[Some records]
◆ ◆ ◆ ◆ ◆
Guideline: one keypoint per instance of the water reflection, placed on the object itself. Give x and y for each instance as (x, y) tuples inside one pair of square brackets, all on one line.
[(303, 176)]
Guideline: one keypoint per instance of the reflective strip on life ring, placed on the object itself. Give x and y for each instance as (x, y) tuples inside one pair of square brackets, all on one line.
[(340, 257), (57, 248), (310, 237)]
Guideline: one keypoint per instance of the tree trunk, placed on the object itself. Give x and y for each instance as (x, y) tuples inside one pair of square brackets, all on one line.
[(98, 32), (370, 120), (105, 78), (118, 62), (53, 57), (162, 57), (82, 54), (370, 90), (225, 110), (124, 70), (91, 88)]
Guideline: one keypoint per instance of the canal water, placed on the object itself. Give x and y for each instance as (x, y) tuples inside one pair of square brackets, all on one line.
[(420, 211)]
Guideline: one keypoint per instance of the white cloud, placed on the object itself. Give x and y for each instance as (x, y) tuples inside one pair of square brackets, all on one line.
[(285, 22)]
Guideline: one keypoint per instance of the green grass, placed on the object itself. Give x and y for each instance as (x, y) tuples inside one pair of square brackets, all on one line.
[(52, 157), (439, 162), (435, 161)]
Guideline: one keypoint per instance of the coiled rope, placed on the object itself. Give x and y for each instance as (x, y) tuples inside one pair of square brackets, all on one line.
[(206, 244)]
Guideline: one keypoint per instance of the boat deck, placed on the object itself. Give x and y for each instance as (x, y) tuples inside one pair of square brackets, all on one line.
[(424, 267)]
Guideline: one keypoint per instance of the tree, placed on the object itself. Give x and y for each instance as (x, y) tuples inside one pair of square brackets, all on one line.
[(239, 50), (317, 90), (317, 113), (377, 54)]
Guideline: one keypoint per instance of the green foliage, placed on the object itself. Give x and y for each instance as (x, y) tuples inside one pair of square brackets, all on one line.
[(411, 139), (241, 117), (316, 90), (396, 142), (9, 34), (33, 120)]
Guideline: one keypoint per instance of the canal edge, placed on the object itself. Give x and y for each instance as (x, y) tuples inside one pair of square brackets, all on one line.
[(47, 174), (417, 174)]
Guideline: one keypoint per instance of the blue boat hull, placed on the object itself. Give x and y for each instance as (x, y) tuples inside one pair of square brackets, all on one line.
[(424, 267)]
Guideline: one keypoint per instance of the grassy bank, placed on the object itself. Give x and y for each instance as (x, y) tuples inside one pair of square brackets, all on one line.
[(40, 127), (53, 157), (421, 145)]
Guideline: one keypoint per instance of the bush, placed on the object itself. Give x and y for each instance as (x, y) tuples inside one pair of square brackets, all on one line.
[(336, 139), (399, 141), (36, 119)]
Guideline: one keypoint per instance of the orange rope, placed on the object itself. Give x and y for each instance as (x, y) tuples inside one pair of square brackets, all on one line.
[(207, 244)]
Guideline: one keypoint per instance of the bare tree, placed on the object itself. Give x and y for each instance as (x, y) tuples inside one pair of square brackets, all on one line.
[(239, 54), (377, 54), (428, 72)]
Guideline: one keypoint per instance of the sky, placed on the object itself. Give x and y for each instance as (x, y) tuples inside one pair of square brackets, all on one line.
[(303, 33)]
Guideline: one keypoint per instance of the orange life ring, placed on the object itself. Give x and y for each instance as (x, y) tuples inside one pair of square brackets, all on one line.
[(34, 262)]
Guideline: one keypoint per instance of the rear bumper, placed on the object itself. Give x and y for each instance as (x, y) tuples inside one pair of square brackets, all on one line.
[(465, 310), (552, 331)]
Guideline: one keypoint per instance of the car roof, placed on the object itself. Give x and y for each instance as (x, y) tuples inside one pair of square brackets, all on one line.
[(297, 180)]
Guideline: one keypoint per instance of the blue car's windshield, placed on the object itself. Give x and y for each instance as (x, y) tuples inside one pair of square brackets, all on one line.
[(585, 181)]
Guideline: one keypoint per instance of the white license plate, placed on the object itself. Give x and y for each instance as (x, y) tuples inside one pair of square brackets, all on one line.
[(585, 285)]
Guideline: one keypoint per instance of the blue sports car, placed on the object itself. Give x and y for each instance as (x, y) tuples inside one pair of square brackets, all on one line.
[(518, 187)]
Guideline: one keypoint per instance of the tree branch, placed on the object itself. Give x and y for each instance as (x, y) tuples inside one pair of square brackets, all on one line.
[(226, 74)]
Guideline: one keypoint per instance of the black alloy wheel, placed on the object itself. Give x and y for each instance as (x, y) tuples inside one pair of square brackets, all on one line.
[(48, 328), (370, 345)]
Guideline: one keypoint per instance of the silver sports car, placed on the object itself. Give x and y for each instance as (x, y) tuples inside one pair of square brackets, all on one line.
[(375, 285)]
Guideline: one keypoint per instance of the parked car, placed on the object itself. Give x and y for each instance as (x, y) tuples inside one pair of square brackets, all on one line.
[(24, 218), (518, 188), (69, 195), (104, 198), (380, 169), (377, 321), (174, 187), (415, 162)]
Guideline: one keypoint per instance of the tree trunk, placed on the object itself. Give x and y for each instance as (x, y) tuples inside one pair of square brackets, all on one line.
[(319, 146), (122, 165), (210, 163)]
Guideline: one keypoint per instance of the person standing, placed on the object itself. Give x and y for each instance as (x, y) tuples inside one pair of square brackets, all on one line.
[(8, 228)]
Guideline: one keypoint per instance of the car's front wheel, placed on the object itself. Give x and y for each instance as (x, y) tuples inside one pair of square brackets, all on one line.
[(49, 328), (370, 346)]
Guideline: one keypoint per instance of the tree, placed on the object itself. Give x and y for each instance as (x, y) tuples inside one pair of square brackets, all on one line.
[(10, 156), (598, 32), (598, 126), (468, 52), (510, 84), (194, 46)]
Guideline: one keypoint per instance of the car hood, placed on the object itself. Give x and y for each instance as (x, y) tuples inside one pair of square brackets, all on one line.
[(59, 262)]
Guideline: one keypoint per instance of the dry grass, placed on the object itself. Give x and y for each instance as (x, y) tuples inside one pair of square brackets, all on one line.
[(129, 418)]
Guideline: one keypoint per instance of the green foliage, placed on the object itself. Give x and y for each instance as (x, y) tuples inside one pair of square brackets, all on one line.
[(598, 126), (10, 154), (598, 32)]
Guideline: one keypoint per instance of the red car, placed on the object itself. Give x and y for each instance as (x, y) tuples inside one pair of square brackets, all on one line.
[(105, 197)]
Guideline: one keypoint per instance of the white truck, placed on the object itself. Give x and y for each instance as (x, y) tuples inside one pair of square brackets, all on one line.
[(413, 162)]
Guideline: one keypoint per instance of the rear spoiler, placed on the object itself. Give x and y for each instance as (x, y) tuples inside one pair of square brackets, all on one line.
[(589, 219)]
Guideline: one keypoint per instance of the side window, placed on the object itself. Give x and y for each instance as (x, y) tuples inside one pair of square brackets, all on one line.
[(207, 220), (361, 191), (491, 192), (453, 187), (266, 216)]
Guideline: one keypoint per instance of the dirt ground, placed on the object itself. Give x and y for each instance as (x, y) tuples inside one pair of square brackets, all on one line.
◆ ◆ ◆ ◆ ◆
(WHAT TO PRODUCE) Starting at the beginning of the items and ending at the line containing "[(420, 211)]", write those lines out again, requests included, and shift every keypoint coordinate in the answers by -122.

(SOLUTION FOR THIS TASK)
Guideline: one keypoint per instance of the water reflection, placed on the object itself. Give x and y for each instance as (x, y) tuples inside one pair of square brackets, all on one line.
[(181, 54)]
Guideline: one keypoint per instance of the reflective strip on life ring, placed on the object itself. Give x and y for each instance as (x, y) tuples inside one pair of square brackets, all on one line.
[(218, 135), (-65, 126), (188, 115)]
Guideline: one keypoint per instance of the tree trunk, placed on the object itself. Give x and y for each instance as (x, y) tuples inside one pair of square brackets, all on one line.
[(-24, -90), (248, -2), (-17, -44), (-4, -60), (-69, -65), (40, -65), (-40, -68), (248, -32), (103, -12), (2, -52), (-31, -34)]
Guideline: one keypoint per instance of the canal water, placed on the object itself. Give x and y for each instance as (x, y) tuples inside one pair of square brackets, all on one line.
[(298, 89)]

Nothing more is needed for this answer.